What the exercise asks
Using the data below, return every line that holds the word "roof".

The data

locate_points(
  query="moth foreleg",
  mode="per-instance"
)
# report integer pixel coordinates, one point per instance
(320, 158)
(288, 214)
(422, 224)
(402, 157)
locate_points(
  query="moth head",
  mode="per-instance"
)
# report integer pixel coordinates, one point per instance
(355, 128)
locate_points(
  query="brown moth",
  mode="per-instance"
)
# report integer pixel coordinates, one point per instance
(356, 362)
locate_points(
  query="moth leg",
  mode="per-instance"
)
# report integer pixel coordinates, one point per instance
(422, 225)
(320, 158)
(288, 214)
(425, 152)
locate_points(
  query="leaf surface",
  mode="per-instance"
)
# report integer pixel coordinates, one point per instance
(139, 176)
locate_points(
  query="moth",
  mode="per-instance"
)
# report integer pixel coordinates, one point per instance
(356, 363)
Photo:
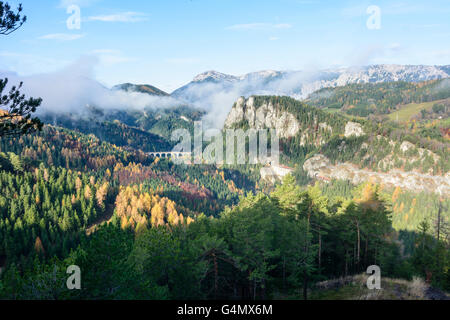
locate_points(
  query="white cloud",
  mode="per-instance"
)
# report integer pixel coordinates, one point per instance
(259, 26)
(120, 17)
(62, 36)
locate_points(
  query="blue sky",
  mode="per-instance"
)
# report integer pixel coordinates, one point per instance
(166, 43)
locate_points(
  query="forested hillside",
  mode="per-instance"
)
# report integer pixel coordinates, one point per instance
(379, 98)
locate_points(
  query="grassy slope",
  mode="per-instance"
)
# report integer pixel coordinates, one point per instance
(355, 288)
(407, 111)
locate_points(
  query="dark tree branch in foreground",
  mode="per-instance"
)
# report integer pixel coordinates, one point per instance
(10, 21)
(16, 110)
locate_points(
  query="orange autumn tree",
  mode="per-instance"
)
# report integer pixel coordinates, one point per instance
(138, 209)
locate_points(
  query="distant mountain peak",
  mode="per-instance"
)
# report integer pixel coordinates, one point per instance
(214, 76)
(142, 88)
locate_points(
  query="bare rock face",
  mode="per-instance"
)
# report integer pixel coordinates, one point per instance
(265, 116)
(313, 165)
(353, 129)
(320, 167)
(274, 173)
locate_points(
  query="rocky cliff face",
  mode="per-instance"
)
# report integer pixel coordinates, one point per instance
(265, 116)
(319, 167)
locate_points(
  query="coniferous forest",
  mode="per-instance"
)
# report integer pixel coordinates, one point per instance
(88, 183)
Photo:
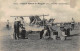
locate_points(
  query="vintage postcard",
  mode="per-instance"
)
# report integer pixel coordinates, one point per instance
(39, 25)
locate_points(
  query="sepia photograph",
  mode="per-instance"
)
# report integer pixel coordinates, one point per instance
(39, 25)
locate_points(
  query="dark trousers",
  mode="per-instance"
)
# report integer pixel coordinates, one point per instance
(41, 34)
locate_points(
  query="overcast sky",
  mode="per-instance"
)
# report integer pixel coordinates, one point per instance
(61, 13)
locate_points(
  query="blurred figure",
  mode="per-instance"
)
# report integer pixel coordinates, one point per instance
(23, 33)
(8, 24)
(63, 35)
(16, 28)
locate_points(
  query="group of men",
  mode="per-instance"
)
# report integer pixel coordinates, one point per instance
(55, 32)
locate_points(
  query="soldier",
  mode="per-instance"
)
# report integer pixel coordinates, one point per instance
(7, 24)
(16, 28)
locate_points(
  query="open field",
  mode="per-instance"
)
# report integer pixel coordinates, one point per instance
(35, 44)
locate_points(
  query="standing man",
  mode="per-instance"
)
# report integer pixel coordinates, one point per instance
(7, 24)
(16, 28)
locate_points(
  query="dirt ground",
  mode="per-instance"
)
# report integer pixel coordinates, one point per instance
(33, 43)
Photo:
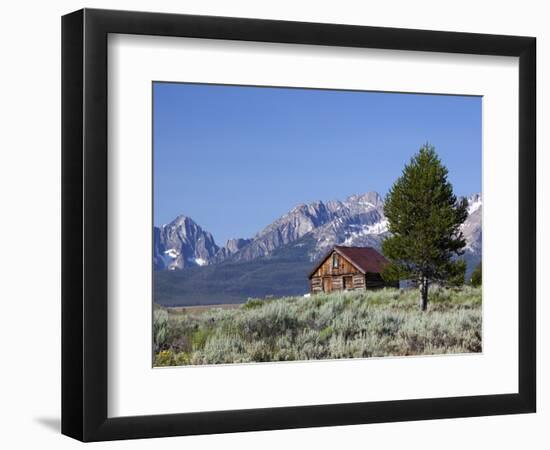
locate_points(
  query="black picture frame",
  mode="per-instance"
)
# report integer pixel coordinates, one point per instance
(84, 224)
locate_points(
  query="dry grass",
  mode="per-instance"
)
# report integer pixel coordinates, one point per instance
(379, 323)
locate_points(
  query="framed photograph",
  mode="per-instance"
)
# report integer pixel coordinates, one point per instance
(272, 224)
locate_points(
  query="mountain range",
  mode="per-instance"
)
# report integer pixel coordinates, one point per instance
(191, 267)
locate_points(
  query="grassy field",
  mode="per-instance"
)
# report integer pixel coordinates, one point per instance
(386, 322)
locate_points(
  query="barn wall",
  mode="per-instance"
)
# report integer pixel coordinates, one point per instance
(328, 279)
(344, 267)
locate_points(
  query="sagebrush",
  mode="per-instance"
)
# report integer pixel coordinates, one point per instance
(363, 324)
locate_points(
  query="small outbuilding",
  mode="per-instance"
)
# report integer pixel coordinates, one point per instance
(349, 268)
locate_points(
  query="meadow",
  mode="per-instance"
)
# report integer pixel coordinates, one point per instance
(364, 324)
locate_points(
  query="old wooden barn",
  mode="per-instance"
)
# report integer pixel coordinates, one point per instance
(349, 268)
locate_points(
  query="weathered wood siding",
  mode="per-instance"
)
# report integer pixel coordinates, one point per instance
(344, 267)
(345, 276)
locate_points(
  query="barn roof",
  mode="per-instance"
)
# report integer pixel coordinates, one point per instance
(365, 259)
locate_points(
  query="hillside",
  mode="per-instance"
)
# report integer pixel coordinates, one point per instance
(364, 324)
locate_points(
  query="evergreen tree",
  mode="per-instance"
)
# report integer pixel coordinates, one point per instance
(424, 221)
(475, 279)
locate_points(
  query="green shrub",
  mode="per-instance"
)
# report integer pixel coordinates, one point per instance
(385, 322)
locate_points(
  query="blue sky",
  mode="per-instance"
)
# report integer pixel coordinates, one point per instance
(236, 158)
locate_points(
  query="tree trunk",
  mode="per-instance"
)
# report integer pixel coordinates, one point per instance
(424, 284)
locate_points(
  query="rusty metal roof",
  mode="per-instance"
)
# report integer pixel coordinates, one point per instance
(365, 259)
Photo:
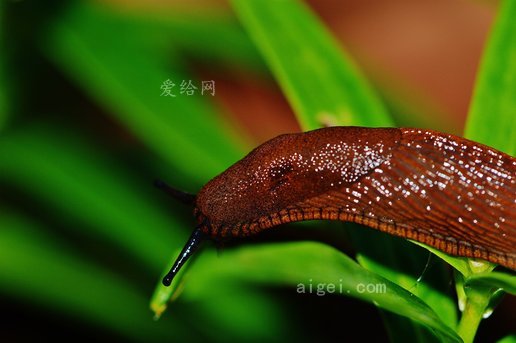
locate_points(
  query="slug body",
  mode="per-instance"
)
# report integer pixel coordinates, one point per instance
(445, 191)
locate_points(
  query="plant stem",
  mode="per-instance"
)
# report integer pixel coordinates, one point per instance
(476, 304)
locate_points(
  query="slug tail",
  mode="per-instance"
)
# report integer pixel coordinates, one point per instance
(191, 246)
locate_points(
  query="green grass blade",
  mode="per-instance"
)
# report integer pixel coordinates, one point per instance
(306, 263)
(504, 281)
(4, 108)
(508, 339)
(492, 114)
(321, 83)
(39, 268)
(124, 73)
(77, 181)
(324, 87)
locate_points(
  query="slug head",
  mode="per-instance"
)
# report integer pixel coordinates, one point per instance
(289, 169)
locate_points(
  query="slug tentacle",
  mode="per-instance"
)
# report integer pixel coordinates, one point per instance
(191, 246)
(445, 191)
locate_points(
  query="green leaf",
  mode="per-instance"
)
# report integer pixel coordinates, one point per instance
(78, 181)
(4, 107)
(302, 265)
(508, 339)
(125, 76)
(325, 87)
(503, 281)
(492, 114)
(322, 84)
(39, 268)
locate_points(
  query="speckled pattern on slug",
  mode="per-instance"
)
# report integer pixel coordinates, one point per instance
(445, 191)
(291, 168)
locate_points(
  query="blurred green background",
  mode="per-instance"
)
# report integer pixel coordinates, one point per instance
(86, 126)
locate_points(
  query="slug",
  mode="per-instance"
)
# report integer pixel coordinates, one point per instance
(448, 192)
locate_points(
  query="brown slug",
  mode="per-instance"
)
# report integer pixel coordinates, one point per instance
(445, 191)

Response to this exercise
  query="barn roof",
  query="rusty metal roof",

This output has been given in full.